-- START OF GIVEN PASSAGE --
I had the good fortune to visit Europe for the first time recently. I’ve seen much of the United States, even lived in San Francisco and New York City a few years, but I’d never been a world traveler until I went last October to see my son Seth, who was studying at Freiburg University in the Black Forest area of southern Germany.
The city of Freiburg lies near the Swiss border in a long crescent-shaped valley which gets its rounded shape from a rather high hill around which it curves. The city follows the shape of the valley. Freiburg’s downtown area, with its beautiful streets and sidewalks of cobblestone, is north of the hill. As you go west and south around the hill you find the suburban area and then at the southern end of the hill the valley goes south, gradually becoming a rather hilly agricultural area.
The University, a highly renowned school, is located in the downtown area, where all the buildings have stores on the first floor, and two or three stories of offices or apartments above. Many streets are quite narrow and often shops open onto crooked little alleyways.
No cars are allowed in the downtown area. People walk, cycle or ride the light trains, which have tracks in the middle of nearly all the main streets. The occasional police car, fire truck, ambulance or authorized delivery truck are the only motorized vehicles about. Pedestrians and bikers abound.
The morning after I arrived, I spent exploring the downtown area, while Seth was in class. I got lost more than once among the neat little quirky cobblestone alley-ways, but managed to find my way back to our designated meeting spot quite timely. We lunched and then, rather than walking his usual route home around the hill, we went over it.
-- END OF GIVEN PASSAGE --
STATED PROBLEM 1 »
Print the part of the Freiburg passage that begins at the words "I had the good" and stops after "of southern Germany.", reproducing it verbatim.
The rows have no connection to the Freiburg passage.
-- START OF MATERIAL --
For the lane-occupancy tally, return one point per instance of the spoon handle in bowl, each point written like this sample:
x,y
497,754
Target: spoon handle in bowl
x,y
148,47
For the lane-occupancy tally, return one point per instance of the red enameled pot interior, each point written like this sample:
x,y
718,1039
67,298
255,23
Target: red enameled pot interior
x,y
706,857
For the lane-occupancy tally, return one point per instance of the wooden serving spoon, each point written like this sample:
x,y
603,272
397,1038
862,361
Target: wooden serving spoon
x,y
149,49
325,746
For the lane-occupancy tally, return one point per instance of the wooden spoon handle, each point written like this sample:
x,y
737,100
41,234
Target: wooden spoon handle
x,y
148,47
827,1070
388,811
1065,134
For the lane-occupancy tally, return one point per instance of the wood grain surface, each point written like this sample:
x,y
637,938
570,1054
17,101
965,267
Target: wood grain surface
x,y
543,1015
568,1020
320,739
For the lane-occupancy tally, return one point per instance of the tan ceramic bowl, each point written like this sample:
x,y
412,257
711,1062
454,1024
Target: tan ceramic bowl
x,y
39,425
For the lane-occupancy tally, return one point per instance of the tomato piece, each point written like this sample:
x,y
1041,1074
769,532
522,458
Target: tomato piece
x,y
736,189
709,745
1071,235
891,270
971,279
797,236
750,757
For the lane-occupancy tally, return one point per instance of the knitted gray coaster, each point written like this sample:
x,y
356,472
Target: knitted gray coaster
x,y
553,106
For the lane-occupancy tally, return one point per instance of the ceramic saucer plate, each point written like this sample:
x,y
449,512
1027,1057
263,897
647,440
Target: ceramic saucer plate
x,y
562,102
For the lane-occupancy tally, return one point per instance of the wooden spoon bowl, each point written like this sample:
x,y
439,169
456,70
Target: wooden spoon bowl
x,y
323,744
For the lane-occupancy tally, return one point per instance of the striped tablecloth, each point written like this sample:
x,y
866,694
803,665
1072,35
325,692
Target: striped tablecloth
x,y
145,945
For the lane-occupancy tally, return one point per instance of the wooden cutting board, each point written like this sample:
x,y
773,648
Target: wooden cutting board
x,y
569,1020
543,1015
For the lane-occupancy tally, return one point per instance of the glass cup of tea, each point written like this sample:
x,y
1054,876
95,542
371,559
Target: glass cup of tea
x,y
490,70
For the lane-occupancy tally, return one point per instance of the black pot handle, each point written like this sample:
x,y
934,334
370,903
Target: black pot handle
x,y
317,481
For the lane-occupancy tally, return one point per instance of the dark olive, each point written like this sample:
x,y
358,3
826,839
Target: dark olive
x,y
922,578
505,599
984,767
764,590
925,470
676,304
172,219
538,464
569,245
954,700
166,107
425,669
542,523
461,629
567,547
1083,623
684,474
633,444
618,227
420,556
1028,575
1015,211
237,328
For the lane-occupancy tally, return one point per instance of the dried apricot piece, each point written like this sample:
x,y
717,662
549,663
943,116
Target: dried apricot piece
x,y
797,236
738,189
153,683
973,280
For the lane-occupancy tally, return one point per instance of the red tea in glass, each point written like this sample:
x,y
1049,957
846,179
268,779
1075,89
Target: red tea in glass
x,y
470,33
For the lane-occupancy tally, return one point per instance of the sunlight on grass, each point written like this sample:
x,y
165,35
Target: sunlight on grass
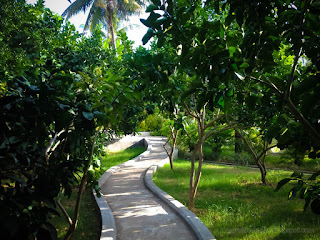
x,y
233,204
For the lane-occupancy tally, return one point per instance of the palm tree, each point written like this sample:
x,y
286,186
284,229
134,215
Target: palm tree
x,y
107,12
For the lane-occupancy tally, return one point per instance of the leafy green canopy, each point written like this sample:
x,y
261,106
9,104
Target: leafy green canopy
x,y
256,60
56,88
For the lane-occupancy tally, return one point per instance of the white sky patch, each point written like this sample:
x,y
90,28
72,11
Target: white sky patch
x,y
134,28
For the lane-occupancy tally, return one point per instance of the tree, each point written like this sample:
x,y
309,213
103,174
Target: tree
x,y
57,88
205,61
105,12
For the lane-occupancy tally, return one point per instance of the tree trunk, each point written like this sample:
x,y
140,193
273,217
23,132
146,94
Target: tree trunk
x,y
111,31
80,192
174,143
192,173
237,143
263,171
256,158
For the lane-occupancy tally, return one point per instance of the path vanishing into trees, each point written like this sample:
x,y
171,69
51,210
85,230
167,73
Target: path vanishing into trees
x,y
138,213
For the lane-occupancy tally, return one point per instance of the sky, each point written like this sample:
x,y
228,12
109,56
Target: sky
x,y
135,29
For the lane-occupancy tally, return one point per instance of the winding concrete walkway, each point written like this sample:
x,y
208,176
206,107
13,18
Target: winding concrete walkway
x,y
137,212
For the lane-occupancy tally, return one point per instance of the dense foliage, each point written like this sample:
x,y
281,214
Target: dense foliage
x,y
256,61
57,87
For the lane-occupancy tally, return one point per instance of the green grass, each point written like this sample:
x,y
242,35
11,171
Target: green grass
x,y
234,205
273,160
89,225
89,218
115,158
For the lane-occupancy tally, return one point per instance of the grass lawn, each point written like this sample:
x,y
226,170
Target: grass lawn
x,y
89,219
273,160
233,204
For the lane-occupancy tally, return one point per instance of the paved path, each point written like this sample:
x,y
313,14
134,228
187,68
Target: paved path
x,y
138,213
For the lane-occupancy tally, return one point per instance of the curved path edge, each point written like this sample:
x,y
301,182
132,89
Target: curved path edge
x,y
198,227
108,225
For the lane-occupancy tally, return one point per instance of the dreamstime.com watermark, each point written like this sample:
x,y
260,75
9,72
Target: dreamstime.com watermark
x,y
281,229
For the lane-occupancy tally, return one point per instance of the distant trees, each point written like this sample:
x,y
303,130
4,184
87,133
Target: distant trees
x,y
58,92
255,61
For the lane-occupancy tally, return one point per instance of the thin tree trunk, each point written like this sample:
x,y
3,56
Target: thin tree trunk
x,y
255,156
237,146
80,192
192,173
197,180
174,142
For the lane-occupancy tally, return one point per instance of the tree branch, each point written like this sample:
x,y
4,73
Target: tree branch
x,y
268,83
51,143
189,112
294,67
64,212
210,134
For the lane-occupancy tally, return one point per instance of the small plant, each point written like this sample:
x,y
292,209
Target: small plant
x,y
308,189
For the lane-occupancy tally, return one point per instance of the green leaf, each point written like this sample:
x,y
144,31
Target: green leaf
x,y
314,176
240,75
315,206
156,2
152,7
244,65
147,36
232,50
146,22
297,175
88,115
160,21
282,183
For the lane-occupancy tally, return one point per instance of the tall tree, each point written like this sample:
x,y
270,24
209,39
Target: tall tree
x,y
105,12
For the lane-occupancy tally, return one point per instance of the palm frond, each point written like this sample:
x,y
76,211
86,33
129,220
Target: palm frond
x,y
89,18
128,8
97,18
76,7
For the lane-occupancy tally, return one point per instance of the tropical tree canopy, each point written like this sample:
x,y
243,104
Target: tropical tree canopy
x,y
105,12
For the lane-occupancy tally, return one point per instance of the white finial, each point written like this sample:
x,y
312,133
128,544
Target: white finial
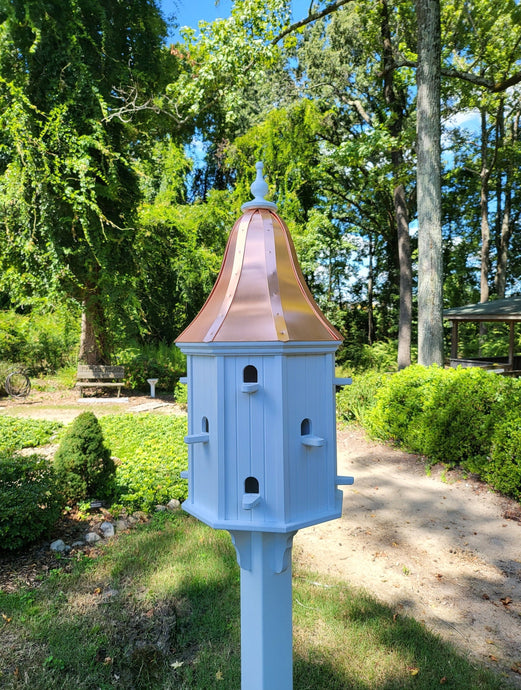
x,y
259,189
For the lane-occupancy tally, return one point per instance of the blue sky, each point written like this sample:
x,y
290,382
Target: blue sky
x,y
190,12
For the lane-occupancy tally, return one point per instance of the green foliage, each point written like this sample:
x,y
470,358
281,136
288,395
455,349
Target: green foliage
x,y
42,342
83,463
400,405
179,249
73,80
459,417
30,503
5,368
503,471
467,417
355,401
152,454
17,433
164,362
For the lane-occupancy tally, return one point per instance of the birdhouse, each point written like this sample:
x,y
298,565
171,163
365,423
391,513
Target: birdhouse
x,y
261,388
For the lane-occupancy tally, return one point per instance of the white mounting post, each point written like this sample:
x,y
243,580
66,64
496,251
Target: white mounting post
x,y
266,609
152,384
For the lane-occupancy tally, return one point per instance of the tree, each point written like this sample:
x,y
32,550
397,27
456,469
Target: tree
x,y
68,187
430,269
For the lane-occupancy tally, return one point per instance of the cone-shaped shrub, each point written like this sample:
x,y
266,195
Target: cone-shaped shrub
x,y
83,464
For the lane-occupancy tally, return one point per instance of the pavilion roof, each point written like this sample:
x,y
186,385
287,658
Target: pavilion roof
x,y
508,309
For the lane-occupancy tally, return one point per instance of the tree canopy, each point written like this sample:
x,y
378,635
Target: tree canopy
x,y
124,160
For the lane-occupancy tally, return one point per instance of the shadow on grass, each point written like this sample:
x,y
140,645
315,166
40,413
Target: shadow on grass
x,y
160,609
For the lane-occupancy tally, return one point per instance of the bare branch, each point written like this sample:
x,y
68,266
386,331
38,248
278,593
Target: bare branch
x,y
312,16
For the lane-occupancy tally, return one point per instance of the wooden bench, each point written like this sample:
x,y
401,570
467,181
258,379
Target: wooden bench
x,y
99,376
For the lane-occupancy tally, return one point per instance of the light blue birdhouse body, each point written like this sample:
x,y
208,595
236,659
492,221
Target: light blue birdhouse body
x,y
262,441
261,425
261,388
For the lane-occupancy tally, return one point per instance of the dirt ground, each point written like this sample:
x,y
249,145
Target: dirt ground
x,y
441,548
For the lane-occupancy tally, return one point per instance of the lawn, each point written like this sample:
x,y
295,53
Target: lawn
x,y
158,608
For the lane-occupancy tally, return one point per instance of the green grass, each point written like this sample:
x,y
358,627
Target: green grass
x,y
152,455
159,608
17,433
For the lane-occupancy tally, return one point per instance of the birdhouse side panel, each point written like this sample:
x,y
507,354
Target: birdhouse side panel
x,y
204,434
276,487
311,436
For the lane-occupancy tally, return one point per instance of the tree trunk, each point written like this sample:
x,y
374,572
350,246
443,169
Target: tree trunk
x,y
396,100
404,260
505,232
94,348
483,203
370,293
430,263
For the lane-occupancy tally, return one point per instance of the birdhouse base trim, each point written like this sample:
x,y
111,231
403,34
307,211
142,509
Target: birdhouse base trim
x,y
259,348
264,526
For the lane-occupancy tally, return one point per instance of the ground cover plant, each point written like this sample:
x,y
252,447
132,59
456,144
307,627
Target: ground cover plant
x,y
460,417
17,433
158,608
151,455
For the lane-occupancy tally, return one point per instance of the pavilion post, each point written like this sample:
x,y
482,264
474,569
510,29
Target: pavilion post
x,y
511,346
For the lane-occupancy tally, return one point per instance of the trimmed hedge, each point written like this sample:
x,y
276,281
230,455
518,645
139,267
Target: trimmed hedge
x,y
83,464
29,501
466,417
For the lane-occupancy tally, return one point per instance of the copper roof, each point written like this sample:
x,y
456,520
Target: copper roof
x,y
260,294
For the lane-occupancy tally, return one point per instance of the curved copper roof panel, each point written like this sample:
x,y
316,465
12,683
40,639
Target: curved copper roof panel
x,y
260,294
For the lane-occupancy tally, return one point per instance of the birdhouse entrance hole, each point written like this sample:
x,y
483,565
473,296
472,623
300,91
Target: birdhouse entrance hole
x,y
251,485
249,374
305,427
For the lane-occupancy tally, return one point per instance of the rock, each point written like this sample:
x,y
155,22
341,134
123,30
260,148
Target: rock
x,y
107,529
140,515
59,546
121,525
92,538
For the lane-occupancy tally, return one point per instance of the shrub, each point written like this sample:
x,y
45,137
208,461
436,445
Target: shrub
x,y
400,404
83,464
42,342
29,501
152,454
459,417
503,471
354,401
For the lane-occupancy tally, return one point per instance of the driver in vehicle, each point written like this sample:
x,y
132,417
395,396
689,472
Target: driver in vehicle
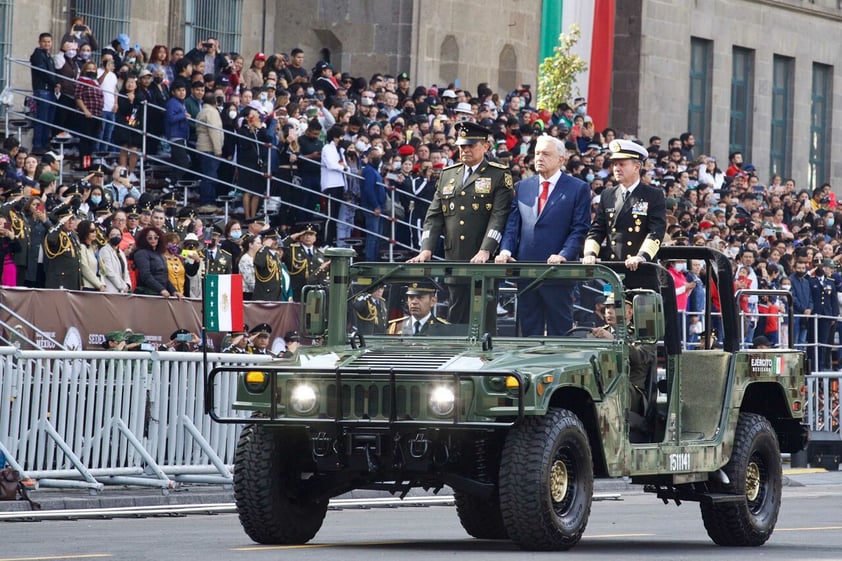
-- END OF MATERIAL --
STATED PROBLEM 2 »
Locate every line in the rows that contains the string "board", treating case as significant, and copy each such line.

EXERCISE RESULT 1 »
I had the good fortune to visit Europe for the first time recently. I’ve seen much of the United States, even lived in San Francisco and New York City a few years, but I’d never been a world traveler until I went last October to see my son Seth, who was studying at Freiburg University in the Black Forest area of southern Germany.

EXERCISE RESULT 2 »
For the lane-occupancy tally, return one point per instance of the wooden cutting board, each point written like this sample:
Target: wooden cutting board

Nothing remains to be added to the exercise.